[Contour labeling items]
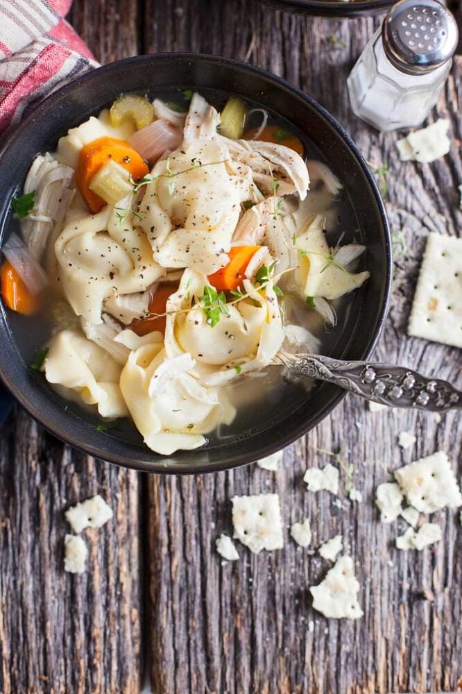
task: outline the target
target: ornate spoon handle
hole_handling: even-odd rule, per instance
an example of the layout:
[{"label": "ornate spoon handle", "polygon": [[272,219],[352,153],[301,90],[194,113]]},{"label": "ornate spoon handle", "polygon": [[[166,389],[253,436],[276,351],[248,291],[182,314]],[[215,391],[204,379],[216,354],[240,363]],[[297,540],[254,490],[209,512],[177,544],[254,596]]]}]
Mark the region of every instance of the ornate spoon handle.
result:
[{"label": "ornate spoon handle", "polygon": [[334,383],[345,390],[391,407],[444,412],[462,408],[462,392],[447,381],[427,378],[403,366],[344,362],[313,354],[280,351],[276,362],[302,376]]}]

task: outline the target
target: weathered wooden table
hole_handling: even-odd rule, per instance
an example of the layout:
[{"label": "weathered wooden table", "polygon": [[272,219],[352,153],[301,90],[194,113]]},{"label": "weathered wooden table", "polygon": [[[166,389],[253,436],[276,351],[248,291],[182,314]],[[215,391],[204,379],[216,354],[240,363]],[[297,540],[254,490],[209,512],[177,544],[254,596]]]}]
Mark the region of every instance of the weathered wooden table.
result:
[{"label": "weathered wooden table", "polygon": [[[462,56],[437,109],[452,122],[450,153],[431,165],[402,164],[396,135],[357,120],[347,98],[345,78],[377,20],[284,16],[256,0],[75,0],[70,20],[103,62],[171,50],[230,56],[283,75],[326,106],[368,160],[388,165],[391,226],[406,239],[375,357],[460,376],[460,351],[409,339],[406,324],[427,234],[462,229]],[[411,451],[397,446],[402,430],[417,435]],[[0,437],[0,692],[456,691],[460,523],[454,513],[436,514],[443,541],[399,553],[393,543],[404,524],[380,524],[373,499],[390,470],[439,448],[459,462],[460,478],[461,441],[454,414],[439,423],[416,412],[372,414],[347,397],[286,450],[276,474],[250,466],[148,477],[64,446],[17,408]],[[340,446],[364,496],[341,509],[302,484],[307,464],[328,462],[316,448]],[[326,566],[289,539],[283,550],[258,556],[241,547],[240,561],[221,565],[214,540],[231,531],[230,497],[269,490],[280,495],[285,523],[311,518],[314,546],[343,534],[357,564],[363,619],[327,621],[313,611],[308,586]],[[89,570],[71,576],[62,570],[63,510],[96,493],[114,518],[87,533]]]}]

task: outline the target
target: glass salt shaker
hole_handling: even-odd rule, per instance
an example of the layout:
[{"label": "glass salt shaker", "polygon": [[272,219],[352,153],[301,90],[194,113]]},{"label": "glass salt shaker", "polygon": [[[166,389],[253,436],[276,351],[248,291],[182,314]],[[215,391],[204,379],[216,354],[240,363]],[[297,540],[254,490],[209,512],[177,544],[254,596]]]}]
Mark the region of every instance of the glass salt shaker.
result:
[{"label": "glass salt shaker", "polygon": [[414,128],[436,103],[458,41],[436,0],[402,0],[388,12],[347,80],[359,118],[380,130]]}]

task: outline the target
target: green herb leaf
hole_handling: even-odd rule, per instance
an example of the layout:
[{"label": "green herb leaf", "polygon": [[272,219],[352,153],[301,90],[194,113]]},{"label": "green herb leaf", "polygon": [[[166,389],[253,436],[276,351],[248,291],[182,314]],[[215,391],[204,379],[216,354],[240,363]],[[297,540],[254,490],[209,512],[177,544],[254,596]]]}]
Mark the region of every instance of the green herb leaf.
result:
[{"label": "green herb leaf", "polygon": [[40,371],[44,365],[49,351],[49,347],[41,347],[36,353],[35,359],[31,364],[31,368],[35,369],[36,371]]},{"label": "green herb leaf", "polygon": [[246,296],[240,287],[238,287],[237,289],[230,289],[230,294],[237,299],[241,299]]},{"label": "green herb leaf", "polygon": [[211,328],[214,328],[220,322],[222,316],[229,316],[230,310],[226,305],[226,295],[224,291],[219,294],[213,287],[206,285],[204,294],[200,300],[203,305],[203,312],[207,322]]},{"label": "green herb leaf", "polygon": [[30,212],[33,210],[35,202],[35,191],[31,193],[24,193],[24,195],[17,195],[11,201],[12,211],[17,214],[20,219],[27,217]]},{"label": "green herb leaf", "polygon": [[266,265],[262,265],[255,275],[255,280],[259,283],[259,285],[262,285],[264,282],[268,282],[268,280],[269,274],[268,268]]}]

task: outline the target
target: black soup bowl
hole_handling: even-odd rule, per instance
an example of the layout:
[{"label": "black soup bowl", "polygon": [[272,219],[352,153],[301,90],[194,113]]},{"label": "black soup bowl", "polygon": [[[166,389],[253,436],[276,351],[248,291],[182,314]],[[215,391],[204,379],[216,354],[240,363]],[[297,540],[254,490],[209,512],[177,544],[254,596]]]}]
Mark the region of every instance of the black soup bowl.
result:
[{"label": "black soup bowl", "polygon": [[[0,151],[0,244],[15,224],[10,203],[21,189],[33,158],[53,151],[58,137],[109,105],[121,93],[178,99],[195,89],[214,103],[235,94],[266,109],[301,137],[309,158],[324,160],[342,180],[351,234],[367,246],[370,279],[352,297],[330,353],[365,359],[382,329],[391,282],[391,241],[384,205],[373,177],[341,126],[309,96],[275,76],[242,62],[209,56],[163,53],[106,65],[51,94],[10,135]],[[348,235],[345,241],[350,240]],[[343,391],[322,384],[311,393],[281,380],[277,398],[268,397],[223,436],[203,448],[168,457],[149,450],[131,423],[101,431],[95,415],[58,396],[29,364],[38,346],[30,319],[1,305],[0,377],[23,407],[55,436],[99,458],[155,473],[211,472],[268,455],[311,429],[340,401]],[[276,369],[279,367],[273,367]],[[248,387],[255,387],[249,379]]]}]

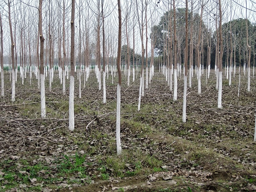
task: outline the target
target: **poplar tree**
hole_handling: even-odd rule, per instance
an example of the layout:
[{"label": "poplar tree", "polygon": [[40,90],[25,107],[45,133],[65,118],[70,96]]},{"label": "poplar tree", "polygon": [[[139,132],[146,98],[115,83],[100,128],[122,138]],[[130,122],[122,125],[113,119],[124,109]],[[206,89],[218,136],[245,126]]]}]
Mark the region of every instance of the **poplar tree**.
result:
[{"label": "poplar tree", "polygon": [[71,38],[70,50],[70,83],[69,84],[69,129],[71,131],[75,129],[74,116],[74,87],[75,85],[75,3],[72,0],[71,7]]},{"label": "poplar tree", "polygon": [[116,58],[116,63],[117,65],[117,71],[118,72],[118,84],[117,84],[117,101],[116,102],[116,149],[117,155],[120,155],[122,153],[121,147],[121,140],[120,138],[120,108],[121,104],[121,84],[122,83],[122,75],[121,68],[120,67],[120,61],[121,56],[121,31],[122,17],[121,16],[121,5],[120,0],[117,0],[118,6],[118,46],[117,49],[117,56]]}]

> **REQUEST**: Please report each line of the data that contains the word "poplar".

> **TASK RESPONSE**:
target: **poplar tree**
[{"label": "poplar tree", "polygon": [[40,90],[25,107],[45,133],[65,118],[70,96]]},{"label": "poplar tree", "polygon": [[[139,132],[146,98],[115,83],[100,128],[122,138]],[[130,122],[122,125],[113,119],[124,109]],[[206,89],[218,136],[245,126]]]}]
Mark the region of every instance of the **poplar tree**.
[{"label": "poplar tree", "polygon": [[71,38],[70,50],[70,83],[69,84],[69,129],[71,131],[75,129],[74,116],[74,87],[75,85],[75,3],[72,0],[71,7]]},{"label": "poplar tree", "polygon": [[116,58],[116,63],[117,65],[117,71],[118,72],[118,84],[117,84],[117,101],[116,102],[116,149],[117,155],[120,155],[122,153],[121,147],[121,140],[120,138],[120,108],[121,104],[121,84],[122,83],[122,75],[121,68],[120,67],[120,61],[121,56],[121,31],[122,17],[121,16],[121,5],[120,0],[117,0],[118,6],[118,46],[117,49],[117,56]]}]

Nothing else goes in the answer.